--- TASK DIRECTIONS ---
Every entry has to be output exactly, with none skipped.

(RAW DATA begins)

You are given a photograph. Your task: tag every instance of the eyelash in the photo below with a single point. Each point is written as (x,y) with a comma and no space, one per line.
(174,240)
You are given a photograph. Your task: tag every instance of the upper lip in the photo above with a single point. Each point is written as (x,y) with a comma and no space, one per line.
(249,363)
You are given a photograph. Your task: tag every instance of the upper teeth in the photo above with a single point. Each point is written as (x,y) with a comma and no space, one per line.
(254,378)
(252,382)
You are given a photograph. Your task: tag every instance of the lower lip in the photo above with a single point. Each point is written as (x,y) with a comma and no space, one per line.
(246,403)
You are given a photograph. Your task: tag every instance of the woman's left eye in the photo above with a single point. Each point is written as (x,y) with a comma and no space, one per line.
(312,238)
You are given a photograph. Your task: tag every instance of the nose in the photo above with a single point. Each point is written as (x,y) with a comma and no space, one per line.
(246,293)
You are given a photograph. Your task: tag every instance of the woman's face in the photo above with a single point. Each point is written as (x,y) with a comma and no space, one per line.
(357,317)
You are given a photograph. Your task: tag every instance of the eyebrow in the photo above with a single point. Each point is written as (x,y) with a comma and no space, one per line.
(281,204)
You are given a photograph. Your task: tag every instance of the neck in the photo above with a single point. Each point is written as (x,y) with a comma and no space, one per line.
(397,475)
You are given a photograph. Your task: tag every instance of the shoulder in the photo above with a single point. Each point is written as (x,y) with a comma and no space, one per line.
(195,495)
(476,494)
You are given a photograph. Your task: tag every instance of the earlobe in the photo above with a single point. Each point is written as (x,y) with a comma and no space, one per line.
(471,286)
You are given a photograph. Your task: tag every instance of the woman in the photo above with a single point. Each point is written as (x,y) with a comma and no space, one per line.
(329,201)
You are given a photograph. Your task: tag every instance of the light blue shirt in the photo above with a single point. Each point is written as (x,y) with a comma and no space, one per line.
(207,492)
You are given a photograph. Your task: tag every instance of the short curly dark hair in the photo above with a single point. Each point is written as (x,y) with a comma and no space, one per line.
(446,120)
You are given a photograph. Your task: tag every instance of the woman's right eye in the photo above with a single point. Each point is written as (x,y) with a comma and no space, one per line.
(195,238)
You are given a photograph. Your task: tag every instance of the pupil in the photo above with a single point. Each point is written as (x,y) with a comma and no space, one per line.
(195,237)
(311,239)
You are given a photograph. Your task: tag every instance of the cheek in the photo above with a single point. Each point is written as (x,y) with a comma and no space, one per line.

(RAW DATA ends)

--- REPLY ---
You are given a photograph. Your task: tag every instance of the eyelash in the photo below with a single point. Each point is written as (x,y) with a comma and no space, one per line.
(174,240)
You are given a photograph. Your task: tag every instance of the upper lip in the photo above with a single point. Each point is written as (x,y) with a comma and no space, one per line.
(249,363)
You are given a photograph. Your task: tag every instance of the upper teeth in the photo above with a single point. Each point is written as (x,y) with a comma and no space, one per line.
(254,378)
(252,382)
You are given a photograph. Your task: tag every instance of the lower lip in the photo above with a single point. Each point is written as (x,y) with a comma and no space, one per line.
(246,403)
You are given a photograph. Your task: tag every instance of the woman's left eye in the photo above with a single point. Each point is written as (x,y) with a comma and no space, one per line.
(312,238)
You are given a photograph. Your task: tag every instance of the nose in the photo above with a single point. Each point is written as (x,y) with a comma and no space, one per line.
(246,293)
You are given a photograph. Your task: tag every instance of the woman's face in the photo above with a single point. Each point is written as (x,y) with a comma and no space, one per line.
(357,317)
You are given a photograph. Your task: tag every instance of the eyebrow in the photo above with a single point. Each point is written as (x,y) with a comma and no space, one per line.
(281,204)
You are given a photograph. Your task: tag every instance of the neck in the photo above with a single point. Each point is written as (x,y) with a comma and no space, one per line.
(397,475)
You are given a photograph. Your task: tag every instance of the shoulder in the photo above with a single point. Each point is written as (x,y) with a comma and no space, one per line.
(195,495)
(476,494)
You are given a photograph. Your task: tag every instance of the earlobe in the photo above with a single point. Each point is written as (x,y) with a comma and no space, one per line.
(471,286)
You are given a photograph. Your task: tag every instance of the woman in the photo above with a single point. Each point is written as (x,y) with a comma and no space, one per line.
(329,201)
You are given a photograph. Your task: tag every instance of the light blue shirt in the photo above with a single point. Each point is written as (x,y) with a comma and no space, one per line.
(207,492)
You are given a photograph. Your task: tag every instance of the short curly dark hair in the photo above with a single point. Each point is written as (x,y) with a comma and no space, one per line.
(446,120)
You are given a photograph. Your task: tag every instance of the woman's right eye in the photo above with a single point. Each point is written as (x,y) with a comma and no space, one per line.
(195,238)
You are given a photograph. Your task: tag every instance of the pupil in the photo above with a single point. Each point is written as (x,y) with a comma and no space, one per line.
(195,237)
(311,239)
You are given a photograph. Your task: tag every instance of the cheek in the photo above with a single point. Each point is written as (x,y) with a comma and no space, one per line.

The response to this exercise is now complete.